WORK ORDER:
Give back all of the data, word for word.

RECORD EXCERPTS:
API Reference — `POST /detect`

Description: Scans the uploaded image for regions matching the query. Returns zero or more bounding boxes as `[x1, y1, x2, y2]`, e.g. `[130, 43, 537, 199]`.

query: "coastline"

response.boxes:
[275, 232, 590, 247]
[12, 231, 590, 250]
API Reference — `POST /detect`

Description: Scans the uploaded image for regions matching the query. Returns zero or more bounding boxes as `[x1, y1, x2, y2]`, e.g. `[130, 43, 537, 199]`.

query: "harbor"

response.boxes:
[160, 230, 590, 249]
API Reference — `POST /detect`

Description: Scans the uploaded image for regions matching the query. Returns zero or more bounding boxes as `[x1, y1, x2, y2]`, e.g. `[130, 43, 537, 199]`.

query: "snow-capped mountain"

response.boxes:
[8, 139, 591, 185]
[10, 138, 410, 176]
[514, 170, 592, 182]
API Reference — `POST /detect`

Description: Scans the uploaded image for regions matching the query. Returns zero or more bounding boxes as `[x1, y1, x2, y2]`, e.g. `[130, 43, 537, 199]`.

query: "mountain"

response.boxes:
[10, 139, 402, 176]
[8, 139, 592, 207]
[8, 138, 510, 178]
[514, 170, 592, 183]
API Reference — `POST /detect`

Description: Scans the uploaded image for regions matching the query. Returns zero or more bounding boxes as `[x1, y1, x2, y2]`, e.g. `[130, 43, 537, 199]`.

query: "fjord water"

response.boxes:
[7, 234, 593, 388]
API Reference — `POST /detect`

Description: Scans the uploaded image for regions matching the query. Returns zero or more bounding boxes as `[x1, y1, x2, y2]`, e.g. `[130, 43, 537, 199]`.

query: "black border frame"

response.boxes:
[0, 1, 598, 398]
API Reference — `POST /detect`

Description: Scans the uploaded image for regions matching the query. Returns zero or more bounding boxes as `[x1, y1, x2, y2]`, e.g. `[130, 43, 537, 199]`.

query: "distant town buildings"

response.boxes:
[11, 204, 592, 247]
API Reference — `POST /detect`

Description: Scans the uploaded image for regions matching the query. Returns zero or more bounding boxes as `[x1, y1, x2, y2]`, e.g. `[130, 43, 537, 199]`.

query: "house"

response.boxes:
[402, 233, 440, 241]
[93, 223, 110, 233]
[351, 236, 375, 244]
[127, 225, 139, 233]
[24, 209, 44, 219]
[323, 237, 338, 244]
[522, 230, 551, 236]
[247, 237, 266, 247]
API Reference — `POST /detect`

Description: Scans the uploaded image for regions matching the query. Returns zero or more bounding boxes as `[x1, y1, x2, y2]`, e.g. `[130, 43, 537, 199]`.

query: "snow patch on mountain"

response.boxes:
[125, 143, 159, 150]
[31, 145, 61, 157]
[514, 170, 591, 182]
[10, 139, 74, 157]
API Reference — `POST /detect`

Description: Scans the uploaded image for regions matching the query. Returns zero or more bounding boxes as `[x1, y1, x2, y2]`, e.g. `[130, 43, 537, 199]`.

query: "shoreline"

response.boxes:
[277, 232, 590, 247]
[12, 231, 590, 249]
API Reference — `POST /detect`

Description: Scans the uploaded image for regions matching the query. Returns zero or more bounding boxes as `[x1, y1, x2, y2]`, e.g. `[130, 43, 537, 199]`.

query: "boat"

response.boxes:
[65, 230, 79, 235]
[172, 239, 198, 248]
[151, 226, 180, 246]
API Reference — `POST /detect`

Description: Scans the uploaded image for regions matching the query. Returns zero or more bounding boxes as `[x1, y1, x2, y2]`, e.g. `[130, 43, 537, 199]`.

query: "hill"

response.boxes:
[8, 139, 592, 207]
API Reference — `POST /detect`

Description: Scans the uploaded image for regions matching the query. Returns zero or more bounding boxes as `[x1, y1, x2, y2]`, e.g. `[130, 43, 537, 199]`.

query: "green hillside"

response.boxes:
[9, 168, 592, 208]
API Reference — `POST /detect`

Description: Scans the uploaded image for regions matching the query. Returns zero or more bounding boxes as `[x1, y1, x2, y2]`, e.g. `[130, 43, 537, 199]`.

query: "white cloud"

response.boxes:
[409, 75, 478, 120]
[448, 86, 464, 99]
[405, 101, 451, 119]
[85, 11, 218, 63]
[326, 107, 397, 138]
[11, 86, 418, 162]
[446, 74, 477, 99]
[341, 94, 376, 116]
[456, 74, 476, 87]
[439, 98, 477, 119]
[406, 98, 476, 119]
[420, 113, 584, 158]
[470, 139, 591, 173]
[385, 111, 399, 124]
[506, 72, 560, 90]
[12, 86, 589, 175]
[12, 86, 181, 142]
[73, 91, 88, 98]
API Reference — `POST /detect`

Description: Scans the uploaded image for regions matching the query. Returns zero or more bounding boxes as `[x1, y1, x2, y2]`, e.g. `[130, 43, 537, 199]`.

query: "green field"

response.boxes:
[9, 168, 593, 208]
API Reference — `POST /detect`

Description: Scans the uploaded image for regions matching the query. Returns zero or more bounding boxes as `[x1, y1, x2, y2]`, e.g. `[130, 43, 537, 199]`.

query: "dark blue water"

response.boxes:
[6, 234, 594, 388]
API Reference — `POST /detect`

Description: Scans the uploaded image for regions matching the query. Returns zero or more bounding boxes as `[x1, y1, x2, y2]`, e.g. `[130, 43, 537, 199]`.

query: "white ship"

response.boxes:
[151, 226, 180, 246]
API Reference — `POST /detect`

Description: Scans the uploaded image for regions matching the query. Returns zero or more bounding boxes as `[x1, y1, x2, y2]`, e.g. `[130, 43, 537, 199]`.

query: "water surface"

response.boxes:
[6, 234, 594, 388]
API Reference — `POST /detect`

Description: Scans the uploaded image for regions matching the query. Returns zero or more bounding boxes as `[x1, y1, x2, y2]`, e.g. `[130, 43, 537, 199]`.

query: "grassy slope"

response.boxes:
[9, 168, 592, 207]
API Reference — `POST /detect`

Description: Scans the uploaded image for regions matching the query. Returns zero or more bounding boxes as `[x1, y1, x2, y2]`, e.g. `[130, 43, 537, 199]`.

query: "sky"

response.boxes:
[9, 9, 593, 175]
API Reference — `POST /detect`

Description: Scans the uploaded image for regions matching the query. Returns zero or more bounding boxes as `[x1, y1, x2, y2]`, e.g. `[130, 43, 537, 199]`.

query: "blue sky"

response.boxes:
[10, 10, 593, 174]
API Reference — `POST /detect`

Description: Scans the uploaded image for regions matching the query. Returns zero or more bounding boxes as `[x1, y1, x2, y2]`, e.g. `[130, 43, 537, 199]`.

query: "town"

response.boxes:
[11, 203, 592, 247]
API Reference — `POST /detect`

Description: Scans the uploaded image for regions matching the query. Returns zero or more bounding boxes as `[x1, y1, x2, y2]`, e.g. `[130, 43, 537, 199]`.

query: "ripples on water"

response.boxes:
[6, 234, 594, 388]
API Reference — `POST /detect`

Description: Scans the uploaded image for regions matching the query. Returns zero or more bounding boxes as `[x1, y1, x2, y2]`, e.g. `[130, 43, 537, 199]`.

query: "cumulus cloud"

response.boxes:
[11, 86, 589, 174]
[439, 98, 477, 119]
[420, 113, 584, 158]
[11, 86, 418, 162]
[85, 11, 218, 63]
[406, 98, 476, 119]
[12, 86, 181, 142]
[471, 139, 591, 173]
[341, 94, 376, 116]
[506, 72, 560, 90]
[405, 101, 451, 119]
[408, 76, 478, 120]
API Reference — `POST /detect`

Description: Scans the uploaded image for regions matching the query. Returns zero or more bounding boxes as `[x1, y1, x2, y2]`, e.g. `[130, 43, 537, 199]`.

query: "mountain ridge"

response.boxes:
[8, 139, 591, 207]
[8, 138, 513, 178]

RESPONSE TO THIS TASK:
API Reference — `POST /detect`

Description: Scans the uploaded image for regions matching the query. Returns zero or more bounding boxes as `[x1, y1, x2, y2]`, e.g. `[130, 43, 537, 199]`.

query: "coastline"

response.boxes:
[275, 232, 590, 247]
[12, 231, 590, 250]
API Reference — `POST /detect`

Description: Scans the uploaded image for regions matching the query. Returns zero or more bounding boxes as `[x1, y1, x2, y2]`, e.g. `[130, 43, 537, 199]`.

query: "harbor"

response.boxes:
[160, 230, 590, 249]
API Reference — `POST /detect`

Description: Scans the uploaded image for regions matching the query. Returns zero or more bounding boxes as `[x1, y1, x2, y2]`, e.g. `[130, 43, 537, 199]`.

query: "snow-capped mountain"

response.boxes:
[8, 139, 591, 185]
[10, 138, 410, 176]
[514, 170, 592, 182]
API Reference — `POST /detect`

Description: Scans the uploaded image for regions matching the query. Returns zero or more bounding boxes as `[x1, y1, x2, y2]`, e.g. `[130, 43, 537, 199]`.

query: "mountain"

response.boxes:
[10, 139, 402, 176]
[8, 139, 592, 207]
[8, 138, 510, 178]
[514, 170, 592, 183]
API Reference — `POST /detect`

Description: Scans the uploaded image for regions matching the query. Returns zero or more bounding boxes as `[x1, y1, x2, y2]`, e.g. `[130, 43, 537, 199]`.

query: "fjord water"

response.boxes:
[7, 234, 593, 388]
API Reference — `POST /detect`

Description: Scans the uploaded image for regions matching the query. Returns zero or more bounding boxes as `[x1, y1, x2, y2]`, e.g. `[130, 43, 537, 199]`.

query: "black border frame"

response.boxes:
[0, 1, 598, 398]
API Reference — `POST /detect`

Description: Scans the uploaded image for regions matching the query. Returns zero or more bounding boxes as `[x1, y1, x2, y2]`, e.g. `[130, 43, 537, 199]`.

query: "distant town buildings"

response.boxes:
[11, 204, 592, 247]
API Reference — `POST /detect`

Description: Scans the uploaded image for regions matching the query. Returns zero or more bounding boxes as `[x1, y1, x2, y2]`, e.g. `[130, 43, 537, 199]`.

query: "house"

response.boxes:
[402, 233, 440, 241]
[93, 223, 110, 233]
[351, 236, 375, 244]
[127, 225, 139, 233]
[24, 209, 44, 219]
[323, 237, 338, 244]
[522, 230, 551, 236]
[247, 237, 266, 247]
API Reference — `POST /detect`

Description: Scans the uploaded image for regions matching the query. Returns zero or more bounding boxes as `[x1, y1, x2, y2]`, e.g. `[130, 43, 537, 199]`.

query: "snow patch on mountain"

response.boxes:
[125, 143, 159, 150]
[31, 145, 61, 157]
[514, 170, 591, 182]
[10, 139, 74, 157]
API Reference — `POST /detect`

Description: Scans the uploaded image for regions matching the query. Returns zero or more bounding boxes as `[x1, y1, x2, y2]`, e.g. `[130, 43, 537, 199]`.

query: "shoreline"

response.boxes:
[277, 232, 590, 247]
[12, 231, 590, 249]
API Reference — `POST /detect`

Description: Scans the uploaded image for regions matching the query. Returns zero or more bounding boxes as `[x1, y1, x2, y2]`, e.g. `[130, 43, 537, 199]`.

query: "boat"

response.boxes:
[65, 230, 79, 235]
[172, 239, 198, 248]
[151, 226, 180, 246]
API Reference — `POST /detect`

Description: Scans the uploaded image for regions matching the query. Returns zero or more bounding boxes as `[x1, y1, x2, y2]`, e.g. `[130, 43, 537, 199]`.

query: "hill"

response.boxes:
[8, 139, 592, 207]
API Reference — `POST /detect`

Description: Scans the uploaded image for regions matching the query. Returns zero or more bounding boxes as `[x1, y1, x2, y2]`, e.g. `[130, 43, 537, 199]`.

query: "green hillside"

response.boxes:
[9, 168, 592, 208]
API Reference — `POST /detect`

Description: Scans the uploaded image for regions matching the query. Returns zero or more bounding boxes as `[x1, y1, x2, y2]`, e.g. `[130, 43, 537, 199]`.

query: "white cloud"

response.boxes:
[409, 75, 478, 120]
[448, 86, 464, 99]
[405, 101, 451, 119]
[85, 11, 218, 63]
[326, 107, 397, 138]
[11, 86, 418, 162]
[446, 74, 477, 99]
[341, 94, 376, 116]
[456, 74, 476, 87]
[439, 98, 477, 119]
[406, 98, 476, 119]
[420, 113, 584, 158]
[470, 139, 591, 173]
[385, 111, 399, 124]
[506, 72, 560, 90]
[12, 86, 589, 175]
[12, 86, 181, 142]
[73, 91, 88, 98]
API Reference — `POST /detect`

Description: Scans the uploaded image for regions matching the query. Returns zero or more bounding boxes as `[x1, y1, x2, y2]`, e.g. `[130, 43, 537, 199]`.

query: "green field"

response.boxes:
[9, 168, 593, 208]
API Reference — `POST /detect`

Description: Scans the uploaded image for regions matching the query. Returns zero or more bounding boxes as `[x1, y1, x2, y2]`, e.g. `[130, 43, 537, 199]`.

query: "dark blue water"

response.boxes:
[6, 234, 594, 388]
API Reference — `POST /detect`

Description: Scans the uploaded image for regions matching the query. Returns zero or more bounding boxes as `[x1, y1, x2, y2]`, e.g. `[130, 43, 537, 199]`.

query: "white ship"

response.boxes:
[151, 226, 180, 246]
API Reference — `POST /detect`

Description: Scans the uploaded image for regions matching the query. Returns zero or more bounding boxes as `[x1, y1, x2, y2]`, e.g. `[130, 43, 537, 199]`.

query: "water surface"

response.boxes:
[6, 234, 594, 388]
API Reference — `POST /detect`

Description: Scans the uploaded image for regions matching the query. Returns zero or more bounding boxes as `[x1, y1, x2, y2]`, e.g. `[130, 43, 537, 199]`.

query: "grassy slope"

response.boxes:
[9, 168, 592, 207]
API Reference — `POST /detect`

Description: Scans the uploaded image for regions matching the query. Returns zero or more bounding boxes as `[x1, y1, x2, y2]`, e.g. `[130, 43, 537, 199]`.

query: "sky"

response.boxes:
[9, 9, 593, 175]
API Reference — `POST /detect`

Description: Scans the uploaded image for regions matching the query. Returns zero or more bounding boxes as `[x1, y1, x2, y2]`, e.g. `[130, 43, 537, 199]`.

query: "blue sky"

response.boxes:
[10, 10, 593, 174]
API Reference — `POST /detect`

Description: Scans the uploaded image for regions matching the query. Returns zero or more bounding boxes as `[x1, y1, x2, y2]`, e.g. `[130, 43, 537, 199]`.

query: "town"

response.boxes:
[11, 203, 592, 247]
API Reference — `POST /detect`

Description: Scans the uploaded image for regions matching the query. Returns zero or more bounding boxes as `[x1, y1, x2, y2]`, e.g. `[130, 43, 537, 199]`.

query: "ripples on water"

response.boxes:
[6, 234, 594, 388]
API Reference — `POST /detect`

Description: Scans the uploaded image for regions matching the query. Returns zero or more bounding boxes as `[x1, y1, x2, y2]`, e.g. `[130, 43, 537, 199]`.

query: "cumulus cloud"

response.boxes:
[11, 86, 589, 174]
[439, 98, 477, 119]
[420, 113, 584, 158]
[11, 86, 418, 162]
[85, 11, 218, 63]
[406, 98, 476, 119]
[12, 86, 181, 142]
[471, 139, 591, 173]
[341, 94, 376, 116]
[506, 72, 560, 90]
[405, 101, 451, 119]
[408, 76, 478, 120]
API Reference — `POST /detect`

Description: Scans the uploaded image for regions matching the query. Returns zero or more bounding boxes as `[x1, y1, x2, y2]`, e.g. `[130, 43, 537, 199]`.

query: "mountain ridge"

response.boxes:
[8, 139, 591, 207]
[8, 138, 513, 178]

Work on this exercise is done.